**WHAT YOU ARE ASKED TO DO**
Give as output the line that contains "One point per instance, each like (134, 259).", followed by every remaining line of the entries, unchanged and with nothing added.
Begin
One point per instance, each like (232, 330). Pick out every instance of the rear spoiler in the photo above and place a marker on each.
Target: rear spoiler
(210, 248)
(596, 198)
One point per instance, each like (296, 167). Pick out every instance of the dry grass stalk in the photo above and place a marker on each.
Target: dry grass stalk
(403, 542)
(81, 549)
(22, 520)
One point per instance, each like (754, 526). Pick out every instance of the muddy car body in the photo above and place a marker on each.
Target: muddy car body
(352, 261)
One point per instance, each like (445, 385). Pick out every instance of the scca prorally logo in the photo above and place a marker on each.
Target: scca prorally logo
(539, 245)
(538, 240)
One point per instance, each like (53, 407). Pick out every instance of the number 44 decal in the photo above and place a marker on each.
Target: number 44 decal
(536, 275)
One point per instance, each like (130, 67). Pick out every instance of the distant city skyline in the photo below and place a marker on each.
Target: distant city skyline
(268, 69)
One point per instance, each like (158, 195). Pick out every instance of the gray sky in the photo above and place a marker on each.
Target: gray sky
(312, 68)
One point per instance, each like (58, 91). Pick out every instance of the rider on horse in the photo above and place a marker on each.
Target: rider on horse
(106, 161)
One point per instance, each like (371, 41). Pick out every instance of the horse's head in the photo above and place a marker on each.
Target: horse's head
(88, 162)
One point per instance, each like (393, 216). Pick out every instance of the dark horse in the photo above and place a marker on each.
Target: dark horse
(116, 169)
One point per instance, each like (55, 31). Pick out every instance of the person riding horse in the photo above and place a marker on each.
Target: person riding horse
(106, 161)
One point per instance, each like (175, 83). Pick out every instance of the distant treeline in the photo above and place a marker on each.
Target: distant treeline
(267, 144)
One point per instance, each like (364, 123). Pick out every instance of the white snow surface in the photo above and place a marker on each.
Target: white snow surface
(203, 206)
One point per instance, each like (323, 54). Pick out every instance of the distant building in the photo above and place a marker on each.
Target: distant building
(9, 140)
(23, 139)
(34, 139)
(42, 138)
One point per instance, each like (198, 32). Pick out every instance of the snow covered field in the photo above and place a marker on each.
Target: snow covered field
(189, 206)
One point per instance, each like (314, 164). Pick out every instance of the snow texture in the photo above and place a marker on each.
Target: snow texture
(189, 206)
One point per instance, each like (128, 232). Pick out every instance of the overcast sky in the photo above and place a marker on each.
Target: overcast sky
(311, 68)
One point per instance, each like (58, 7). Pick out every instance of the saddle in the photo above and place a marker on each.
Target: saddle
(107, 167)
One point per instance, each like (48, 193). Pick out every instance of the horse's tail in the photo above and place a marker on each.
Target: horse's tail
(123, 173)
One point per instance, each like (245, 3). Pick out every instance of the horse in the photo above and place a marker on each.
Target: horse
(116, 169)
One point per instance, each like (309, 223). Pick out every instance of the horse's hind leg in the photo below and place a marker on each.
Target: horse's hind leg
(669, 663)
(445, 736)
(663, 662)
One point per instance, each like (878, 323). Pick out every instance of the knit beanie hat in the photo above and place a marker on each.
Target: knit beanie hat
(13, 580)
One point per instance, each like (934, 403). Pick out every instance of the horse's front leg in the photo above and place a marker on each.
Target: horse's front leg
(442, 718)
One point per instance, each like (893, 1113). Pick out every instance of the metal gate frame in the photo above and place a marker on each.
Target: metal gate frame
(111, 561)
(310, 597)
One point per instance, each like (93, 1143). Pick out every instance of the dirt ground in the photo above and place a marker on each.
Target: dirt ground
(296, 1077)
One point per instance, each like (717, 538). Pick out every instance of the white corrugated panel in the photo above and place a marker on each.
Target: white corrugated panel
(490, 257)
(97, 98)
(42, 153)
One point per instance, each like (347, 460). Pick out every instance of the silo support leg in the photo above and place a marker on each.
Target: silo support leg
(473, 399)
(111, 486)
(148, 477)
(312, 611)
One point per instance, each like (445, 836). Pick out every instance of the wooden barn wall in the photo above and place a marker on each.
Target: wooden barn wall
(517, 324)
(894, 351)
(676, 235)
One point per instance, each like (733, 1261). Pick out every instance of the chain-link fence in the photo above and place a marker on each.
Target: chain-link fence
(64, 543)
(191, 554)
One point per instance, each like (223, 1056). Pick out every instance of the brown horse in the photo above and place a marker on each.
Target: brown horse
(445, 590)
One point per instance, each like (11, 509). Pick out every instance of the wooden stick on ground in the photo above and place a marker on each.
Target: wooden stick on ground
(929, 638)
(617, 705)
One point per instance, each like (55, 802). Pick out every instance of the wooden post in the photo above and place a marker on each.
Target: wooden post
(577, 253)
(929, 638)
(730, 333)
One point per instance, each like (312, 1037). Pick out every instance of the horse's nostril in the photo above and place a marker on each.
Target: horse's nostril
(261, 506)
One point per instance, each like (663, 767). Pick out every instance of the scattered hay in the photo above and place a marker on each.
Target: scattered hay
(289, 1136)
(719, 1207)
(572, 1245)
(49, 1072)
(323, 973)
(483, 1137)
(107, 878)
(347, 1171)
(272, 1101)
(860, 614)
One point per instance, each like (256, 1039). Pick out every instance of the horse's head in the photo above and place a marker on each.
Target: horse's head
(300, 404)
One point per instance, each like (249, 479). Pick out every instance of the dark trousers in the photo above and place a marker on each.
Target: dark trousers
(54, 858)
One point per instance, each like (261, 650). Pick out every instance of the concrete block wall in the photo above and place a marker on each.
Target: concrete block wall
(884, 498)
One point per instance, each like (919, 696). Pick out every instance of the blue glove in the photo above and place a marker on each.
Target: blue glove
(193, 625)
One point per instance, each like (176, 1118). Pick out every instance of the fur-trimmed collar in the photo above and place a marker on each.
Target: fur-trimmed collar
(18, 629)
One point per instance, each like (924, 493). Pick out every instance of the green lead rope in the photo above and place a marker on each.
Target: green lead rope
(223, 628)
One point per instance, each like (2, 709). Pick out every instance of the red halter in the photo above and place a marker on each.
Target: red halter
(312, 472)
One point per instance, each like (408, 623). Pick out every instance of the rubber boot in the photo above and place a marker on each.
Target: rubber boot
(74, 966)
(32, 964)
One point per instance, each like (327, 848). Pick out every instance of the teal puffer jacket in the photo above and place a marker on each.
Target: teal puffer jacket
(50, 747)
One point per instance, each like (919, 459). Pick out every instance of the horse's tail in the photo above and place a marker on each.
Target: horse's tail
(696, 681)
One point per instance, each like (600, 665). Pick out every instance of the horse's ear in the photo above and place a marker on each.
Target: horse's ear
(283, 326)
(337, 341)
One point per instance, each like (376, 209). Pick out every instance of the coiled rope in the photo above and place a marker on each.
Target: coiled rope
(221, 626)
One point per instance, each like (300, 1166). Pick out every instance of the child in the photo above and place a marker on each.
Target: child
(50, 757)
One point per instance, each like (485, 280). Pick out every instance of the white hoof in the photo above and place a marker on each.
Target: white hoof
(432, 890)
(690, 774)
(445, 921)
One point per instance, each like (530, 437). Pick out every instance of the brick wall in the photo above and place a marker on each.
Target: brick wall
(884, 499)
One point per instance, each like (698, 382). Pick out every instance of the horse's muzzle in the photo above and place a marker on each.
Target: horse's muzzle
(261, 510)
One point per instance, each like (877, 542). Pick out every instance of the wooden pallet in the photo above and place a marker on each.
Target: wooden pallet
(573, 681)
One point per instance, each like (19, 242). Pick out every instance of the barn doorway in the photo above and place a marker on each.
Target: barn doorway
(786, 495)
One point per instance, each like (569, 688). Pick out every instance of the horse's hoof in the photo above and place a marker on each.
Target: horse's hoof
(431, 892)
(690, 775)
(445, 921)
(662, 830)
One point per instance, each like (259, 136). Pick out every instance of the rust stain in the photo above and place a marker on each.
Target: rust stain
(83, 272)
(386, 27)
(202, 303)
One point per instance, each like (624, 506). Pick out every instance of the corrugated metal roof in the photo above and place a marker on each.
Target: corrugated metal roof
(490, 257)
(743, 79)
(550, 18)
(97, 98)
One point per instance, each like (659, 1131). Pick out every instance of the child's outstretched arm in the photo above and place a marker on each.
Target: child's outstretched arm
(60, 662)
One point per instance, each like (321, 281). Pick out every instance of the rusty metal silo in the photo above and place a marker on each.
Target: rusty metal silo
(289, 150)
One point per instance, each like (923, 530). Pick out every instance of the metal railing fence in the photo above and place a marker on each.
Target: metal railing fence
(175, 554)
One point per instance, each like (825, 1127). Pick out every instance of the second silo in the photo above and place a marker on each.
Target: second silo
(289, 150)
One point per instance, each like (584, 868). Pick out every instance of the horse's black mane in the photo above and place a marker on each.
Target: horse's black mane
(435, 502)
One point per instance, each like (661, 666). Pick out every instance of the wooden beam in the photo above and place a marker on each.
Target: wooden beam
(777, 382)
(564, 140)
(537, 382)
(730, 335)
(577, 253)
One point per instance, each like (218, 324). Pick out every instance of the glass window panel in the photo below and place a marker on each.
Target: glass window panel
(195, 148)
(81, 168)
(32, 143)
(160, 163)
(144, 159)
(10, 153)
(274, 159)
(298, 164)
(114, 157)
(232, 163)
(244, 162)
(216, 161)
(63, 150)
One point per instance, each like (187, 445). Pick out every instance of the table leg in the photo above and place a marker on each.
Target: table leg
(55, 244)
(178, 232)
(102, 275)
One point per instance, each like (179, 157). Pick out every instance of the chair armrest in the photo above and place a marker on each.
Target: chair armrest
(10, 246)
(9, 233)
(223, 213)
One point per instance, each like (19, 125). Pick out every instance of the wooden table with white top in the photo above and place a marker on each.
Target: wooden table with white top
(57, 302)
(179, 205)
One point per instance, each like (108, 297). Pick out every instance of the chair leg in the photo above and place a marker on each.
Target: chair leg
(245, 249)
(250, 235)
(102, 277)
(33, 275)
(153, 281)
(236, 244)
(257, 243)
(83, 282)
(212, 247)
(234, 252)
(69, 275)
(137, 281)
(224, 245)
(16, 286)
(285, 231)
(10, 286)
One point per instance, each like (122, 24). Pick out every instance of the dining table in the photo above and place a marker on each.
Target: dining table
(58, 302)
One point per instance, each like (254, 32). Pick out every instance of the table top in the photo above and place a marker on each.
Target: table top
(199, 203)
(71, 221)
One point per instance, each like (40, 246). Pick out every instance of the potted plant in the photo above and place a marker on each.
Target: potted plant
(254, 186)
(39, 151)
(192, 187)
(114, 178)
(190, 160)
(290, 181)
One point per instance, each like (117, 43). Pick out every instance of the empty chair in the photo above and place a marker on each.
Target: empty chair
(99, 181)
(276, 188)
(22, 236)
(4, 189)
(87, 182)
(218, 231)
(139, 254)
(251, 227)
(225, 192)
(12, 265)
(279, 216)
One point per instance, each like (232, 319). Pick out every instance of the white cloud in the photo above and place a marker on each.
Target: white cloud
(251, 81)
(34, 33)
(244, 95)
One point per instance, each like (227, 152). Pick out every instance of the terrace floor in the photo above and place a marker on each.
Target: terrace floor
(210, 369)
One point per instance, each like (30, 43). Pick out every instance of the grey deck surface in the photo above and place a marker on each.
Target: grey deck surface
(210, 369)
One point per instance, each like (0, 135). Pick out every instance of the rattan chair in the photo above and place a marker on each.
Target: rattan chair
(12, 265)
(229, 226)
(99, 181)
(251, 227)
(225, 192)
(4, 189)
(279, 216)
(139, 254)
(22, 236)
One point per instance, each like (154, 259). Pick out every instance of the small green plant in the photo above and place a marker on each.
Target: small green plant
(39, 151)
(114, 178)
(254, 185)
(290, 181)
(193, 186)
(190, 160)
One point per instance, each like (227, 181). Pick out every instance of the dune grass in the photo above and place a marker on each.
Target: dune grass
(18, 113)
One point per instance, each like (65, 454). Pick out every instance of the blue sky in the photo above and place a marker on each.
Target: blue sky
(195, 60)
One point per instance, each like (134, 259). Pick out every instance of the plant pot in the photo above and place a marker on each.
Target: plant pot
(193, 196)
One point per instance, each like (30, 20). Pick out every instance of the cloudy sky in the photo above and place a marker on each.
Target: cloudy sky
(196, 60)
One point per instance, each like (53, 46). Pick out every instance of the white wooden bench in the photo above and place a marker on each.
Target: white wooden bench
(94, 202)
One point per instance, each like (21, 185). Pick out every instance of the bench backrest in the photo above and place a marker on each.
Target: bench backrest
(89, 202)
End
**FULL SOLUTION**
One point per instance, each like (134, 259). Pick out every instance of the plant pot in the photo above and place a marker on each.
Target: plant pot
(193, 196)
One point per instance, each like (30, 20). Pick out every instance of the cloudy sky in the photo above and place a marker on each.
Target: cloudy sky
(196, 60)
One point per instance, each like (53, 46). Pick out every instance of the white wooden bench in the photo above and place a marker on each.
Target: white wooden bench
(94, 202)
One point per instance, each like (21, 185). Pick out every instance of the bench backrest in the photo above and place a marker on each.
Target: bench backrest
(89, 202)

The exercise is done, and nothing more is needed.